Lookup table (card enrichment)
GET /api/v1/journal/lookup
Returns a workspace-scoped map of crews, agents, and missions so the UI can render entry cards with palette-coloured chips and lucide icons without joining on the streaming path. The lookup payload is fetched once on page mount (the React JournalLookupProvider caches it) and invalidated by realtime events (new crew, renamed agent, …). useJournalLookup is the consumer hook; backend handler is internal/api/journal_lookup.go.
The endpoint returns:
{
"crews": [{"id":"crw_…","slug":"backend","name":"Backend","icon":"server","color":"emerald"}, ...],
"agents": [{"id":"agt_…","slug":"viktor","name":"Viktor","crew_id":"crw_…","avatar":"…"}, ...],
"missions": [{"id":"MIS-42","title":"Migrate auth","status":"in_progress","crew_id":"crw_…"}, ...]
}
Entries themselves never carry display strings — the journal stores stable IDs only. Renaming a crew updates the lookup on the next fetch; historical journal rows continue to show the new name.
Unified runs surface
Since PR #234 the standalone /runs page is folded into /journal as a preset tab. The /runs URL serves a redirect to /journal?tab=runs. The tab strip is Timeline | Runs | Stats:
- Timeline — chronological event stream with FTS, severity, type, and crew filters.
- Runs — KPI tiles (total / completed / failed / cancelled / running) plus a table grouped by
trace_id. Same data the old /runs page rendered, now sourced via journal.ListRuns.
- Stats — workspace KPIs (calls/day, top entry types, top error types).
All three share the same SSE stream and FTS index — selecting a tab does not retrigger a fetch, only a client-side filter shift. Audit-tab navigation is dropped (it was always a redirect placeholder); the /audit page remains in the sidebar for security review.

**Exercise tasks**
1. List the KPI tiles that the Runs tab shows, according to the journal documentation.
2. Print everything in the journal documentation from "- Runs — KPI" down to "sourced via journal.ListRuns.".

[Dataset entries]
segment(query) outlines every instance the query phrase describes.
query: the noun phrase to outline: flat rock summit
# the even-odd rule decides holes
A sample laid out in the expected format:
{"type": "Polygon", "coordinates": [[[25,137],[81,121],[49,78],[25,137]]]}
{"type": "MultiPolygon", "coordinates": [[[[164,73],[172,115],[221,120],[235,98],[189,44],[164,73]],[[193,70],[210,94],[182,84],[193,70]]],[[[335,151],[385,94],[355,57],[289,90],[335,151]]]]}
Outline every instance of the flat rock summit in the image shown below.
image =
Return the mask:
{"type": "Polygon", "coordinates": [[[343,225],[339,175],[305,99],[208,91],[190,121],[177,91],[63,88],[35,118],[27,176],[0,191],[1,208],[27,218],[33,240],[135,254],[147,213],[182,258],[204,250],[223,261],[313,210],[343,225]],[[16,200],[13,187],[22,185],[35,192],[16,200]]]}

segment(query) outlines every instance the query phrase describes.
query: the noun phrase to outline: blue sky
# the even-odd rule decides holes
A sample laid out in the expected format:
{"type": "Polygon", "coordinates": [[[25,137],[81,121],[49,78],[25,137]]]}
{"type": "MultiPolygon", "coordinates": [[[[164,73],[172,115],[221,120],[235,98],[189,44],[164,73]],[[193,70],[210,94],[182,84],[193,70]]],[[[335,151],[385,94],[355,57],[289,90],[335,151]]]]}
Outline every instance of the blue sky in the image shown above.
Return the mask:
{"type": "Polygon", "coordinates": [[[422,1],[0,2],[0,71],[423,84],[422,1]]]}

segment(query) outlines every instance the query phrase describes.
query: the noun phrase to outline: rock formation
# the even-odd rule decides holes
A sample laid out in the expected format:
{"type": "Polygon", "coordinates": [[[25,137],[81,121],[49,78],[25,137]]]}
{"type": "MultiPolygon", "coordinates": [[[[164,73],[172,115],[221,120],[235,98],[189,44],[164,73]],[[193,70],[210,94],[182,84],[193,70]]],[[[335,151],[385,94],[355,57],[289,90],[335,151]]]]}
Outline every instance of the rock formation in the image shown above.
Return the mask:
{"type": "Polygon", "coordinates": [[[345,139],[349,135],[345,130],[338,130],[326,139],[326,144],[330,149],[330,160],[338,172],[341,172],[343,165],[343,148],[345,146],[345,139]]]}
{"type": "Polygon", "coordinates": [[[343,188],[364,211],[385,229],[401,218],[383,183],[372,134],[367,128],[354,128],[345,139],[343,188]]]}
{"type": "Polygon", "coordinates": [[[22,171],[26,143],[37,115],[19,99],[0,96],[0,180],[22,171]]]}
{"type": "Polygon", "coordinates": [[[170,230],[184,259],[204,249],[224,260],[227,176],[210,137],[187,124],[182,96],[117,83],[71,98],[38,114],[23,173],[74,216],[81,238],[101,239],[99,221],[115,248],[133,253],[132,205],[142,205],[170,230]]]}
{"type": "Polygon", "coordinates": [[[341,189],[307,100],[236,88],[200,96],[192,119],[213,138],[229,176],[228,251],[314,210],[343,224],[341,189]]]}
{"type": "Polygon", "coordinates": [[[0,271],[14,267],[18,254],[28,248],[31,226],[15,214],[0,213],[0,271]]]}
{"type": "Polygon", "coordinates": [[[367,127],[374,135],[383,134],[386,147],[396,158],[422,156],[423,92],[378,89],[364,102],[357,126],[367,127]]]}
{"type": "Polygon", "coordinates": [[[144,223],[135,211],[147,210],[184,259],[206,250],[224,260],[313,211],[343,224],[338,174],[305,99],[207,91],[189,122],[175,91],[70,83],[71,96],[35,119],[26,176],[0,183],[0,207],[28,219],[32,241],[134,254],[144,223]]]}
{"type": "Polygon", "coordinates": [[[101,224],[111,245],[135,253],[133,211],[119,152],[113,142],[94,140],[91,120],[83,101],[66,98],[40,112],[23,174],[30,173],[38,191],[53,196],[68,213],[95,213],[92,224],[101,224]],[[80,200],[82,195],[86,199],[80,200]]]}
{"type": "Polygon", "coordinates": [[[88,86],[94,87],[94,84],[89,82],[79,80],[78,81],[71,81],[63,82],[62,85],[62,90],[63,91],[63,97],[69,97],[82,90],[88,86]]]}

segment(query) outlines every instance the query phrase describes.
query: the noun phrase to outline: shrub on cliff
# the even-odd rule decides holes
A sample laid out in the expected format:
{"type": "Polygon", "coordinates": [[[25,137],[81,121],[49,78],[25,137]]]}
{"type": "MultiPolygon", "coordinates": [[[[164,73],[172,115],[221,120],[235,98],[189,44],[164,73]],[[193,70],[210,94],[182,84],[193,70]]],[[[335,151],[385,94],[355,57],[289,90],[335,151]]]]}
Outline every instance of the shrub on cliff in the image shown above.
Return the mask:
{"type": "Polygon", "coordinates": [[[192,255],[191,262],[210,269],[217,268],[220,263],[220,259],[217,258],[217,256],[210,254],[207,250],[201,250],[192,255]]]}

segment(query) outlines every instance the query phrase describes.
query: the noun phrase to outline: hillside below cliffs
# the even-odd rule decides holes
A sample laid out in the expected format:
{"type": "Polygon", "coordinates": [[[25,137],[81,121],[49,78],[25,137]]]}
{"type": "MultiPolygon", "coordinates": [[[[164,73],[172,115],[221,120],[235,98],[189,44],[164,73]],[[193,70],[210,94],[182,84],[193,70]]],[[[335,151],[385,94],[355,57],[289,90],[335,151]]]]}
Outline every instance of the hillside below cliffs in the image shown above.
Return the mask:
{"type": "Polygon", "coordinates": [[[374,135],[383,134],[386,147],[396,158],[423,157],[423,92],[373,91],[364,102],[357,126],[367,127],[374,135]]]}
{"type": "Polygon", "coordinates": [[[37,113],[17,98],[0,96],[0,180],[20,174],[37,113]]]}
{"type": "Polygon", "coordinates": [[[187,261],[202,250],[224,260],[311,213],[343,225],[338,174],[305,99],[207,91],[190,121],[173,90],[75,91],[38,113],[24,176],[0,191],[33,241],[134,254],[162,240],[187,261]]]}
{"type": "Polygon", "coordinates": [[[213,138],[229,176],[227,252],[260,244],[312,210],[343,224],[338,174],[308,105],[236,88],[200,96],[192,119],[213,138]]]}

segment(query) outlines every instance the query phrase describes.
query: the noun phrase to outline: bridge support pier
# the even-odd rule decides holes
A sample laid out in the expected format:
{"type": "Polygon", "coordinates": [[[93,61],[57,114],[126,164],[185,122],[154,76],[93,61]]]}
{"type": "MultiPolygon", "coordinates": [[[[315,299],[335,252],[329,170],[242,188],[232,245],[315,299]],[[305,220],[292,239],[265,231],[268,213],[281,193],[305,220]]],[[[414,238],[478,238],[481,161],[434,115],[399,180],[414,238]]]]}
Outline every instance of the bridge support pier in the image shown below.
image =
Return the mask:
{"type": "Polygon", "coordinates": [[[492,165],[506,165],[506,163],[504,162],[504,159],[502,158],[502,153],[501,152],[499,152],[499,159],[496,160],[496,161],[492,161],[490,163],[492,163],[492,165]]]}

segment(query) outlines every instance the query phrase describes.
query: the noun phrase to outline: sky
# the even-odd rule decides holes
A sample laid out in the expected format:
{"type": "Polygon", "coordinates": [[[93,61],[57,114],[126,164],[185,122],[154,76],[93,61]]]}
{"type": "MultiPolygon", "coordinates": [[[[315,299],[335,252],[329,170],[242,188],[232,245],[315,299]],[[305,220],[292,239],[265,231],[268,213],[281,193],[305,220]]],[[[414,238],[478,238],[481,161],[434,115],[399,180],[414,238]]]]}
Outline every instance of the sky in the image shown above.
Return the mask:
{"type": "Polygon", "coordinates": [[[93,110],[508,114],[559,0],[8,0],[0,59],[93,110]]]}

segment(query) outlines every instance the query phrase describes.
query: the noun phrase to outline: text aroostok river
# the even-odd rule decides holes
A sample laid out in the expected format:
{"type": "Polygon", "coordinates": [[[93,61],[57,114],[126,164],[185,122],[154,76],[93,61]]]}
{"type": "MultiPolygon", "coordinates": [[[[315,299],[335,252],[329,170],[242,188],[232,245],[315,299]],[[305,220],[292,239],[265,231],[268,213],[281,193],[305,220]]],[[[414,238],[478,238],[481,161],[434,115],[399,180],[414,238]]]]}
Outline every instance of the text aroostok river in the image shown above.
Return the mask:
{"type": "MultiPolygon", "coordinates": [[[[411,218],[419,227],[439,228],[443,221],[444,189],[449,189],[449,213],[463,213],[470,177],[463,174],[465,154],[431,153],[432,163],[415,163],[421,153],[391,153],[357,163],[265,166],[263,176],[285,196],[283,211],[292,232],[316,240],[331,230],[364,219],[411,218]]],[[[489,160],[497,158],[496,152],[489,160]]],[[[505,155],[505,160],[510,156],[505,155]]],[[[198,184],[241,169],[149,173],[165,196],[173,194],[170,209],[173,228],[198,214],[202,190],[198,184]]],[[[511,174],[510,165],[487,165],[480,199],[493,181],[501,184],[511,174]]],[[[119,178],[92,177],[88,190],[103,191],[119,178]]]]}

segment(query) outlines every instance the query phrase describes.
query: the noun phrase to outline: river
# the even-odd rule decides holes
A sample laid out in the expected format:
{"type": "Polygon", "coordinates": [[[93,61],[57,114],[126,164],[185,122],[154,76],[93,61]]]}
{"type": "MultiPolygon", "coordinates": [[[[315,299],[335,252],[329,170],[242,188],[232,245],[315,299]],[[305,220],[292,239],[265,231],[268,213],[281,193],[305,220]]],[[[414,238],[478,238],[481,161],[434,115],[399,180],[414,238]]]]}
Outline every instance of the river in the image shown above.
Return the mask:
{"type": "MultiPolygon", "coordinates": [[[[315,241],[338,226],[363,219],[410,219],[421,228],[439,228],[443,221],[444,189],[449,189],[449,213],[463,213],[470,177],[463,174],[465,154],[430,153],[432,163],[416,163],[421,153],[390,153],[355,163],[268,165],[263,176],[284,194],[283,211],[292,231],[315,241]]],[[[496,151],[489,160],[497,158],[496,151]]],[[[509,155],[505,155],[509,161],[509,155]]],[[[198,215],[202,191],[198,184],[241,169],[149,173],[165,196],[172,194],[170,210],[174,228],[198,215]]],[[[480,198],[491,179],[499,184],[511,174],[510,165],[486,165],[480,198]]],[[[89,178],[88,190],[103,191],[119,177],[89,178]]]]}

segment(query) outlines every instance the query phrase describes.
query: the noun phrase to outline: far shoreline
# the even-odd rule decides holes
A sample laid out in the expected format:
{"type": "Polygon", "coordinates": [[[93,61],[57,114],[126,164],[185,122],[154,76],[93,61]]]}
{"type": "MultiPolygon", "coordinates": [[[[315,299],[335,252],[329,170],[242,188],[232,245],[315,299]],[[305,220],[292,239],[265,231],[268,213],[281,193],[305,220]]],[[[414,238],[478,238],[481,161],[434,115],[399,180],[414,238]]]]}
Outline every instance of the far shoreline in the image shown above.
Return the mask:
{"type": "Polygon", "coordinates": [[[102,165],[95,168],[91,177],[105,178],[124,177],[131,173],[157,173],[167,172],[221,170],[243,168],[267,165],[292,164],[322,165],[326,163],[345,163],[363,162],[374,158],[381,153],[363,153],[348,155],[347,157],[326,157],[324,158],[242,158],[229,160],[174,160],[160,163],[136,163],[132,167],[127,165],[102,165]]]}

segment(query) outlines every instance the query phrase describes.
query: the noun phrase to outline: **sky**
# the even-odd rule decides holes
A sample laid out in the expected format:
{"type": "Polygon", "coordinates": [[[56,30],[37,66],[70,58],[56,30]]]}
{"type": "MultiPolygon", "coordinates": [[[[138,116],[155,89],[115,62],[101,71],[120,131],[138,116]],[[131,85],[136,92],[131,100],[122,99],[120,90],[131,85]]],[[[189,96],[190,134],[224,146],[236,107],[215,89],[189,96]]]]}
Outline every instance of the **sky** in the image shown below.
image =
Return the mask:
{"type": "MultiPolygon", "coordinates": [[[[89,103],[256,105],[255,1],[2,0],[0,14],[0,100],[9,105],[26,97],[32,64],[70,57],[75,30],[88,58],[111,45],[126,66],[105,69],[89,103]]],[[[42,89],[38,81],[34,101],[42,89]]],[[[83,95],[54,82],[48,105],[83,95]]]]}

**Response list**
1.
- total
- completed
- failed
- cancelled
- running

2.
- Runs — KPI tiles (total / completed / failed / cancelled / running) plus a table grouped by
trace_id. Same data the old /runs page rendered, now sourced via journal.ListRuns.